» Textauszug
══════════

Knigge bei Geschäftsessen

Es muss nicht immer Kaviar sein

Geschäftsessen sind für viele Unternehmen ein strategisch wichtiges Instrument. Gut, wenn sich die Repräsentanten der Firma dort zu benehmen wissen. Doch bereits bei der Auswahl des Restaurants und der Speisen lauern erste Fallstricke.

Gefragt ist das etwas bessere Restaurant, das aber nicht zu ambitioniert ist, denn ein Geschäftsessen ist in erster Linie dazu da sich mit dem Geschäftspartner gut zu unterhalten. Eine zu «abgehobene» Atmosphäre, die interessanter ist als die Gesprächsthemen, ist oft kontraproduktiv. Kurz gesagt: Ein gutes Gasthaus mit gehobener Küche ist oftmals besser geeignet, als das drei Sterne Feinschmecker-Restaurant. Der Ratschlag der Expertin lautet daher: «Verwöhnen Sie einen Gast ruhig, aber protzen Sie dabei nicht. Und erschlagen Sie ihn nicht mit einer Lokalität, in der er Gefahr läuft, sich überfordert zu fühlen.» Doch Achtung! Es gibt Lokale, die zwar ein angenehmes Ambiente bieten und deren Küche ausgezeichnet ist, die aber wegen ihrer räumlichen Aufteilung für ein geschäftliches Essen wiederum nicht infrage kommen. Personen am Nachbartisch sollten Ihre Tischgespräche nicht aufschnappen können. Wählen Sie für Geschäftsessen also ein Restaurant, dessen Tische weit genug auseinander stehen oder das einen Tisch anbietet, der sich etwas abseits der anderen befindet. In erster Linie kommt es jedoch darauf an, dass man sich in dem ausgewählten Restaurant wohlfühlt. 


«Es gibt niemanden, der nicht isst und trinkt, aber nur wenige, die den Geschmack zu schätzen wissen.»

══════════

» Daten
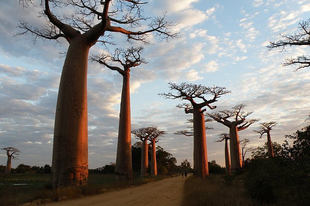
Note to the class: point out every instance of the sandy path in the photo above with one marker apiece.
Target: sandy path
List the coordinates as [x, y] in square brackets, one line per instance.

══════════

» Aufgabenbeschreibung
Gib aus dem Textauszug den Abschnitt wortgetreu wieder, der mit „Knigge bei Geschäftsessen“ beginnt und bis einschließlich „lauern erste Fallstricke.“ reicht. Die Zeilen spielen dabei keine Rolle.

» Erwartete Antwort
Knigge bei Geschäftsessen

Es muss nicht immer Kaviar sein

Geschäftsessen sind für viele Unternehmen ein strategisch wichtiges Instrument. Gut, wenn sich die Repräsentanten der Firma dort zu benehmen wissen. Doch bereits bei der Auswahl des Restaurants und der Speisen lauern erste Fallstricke.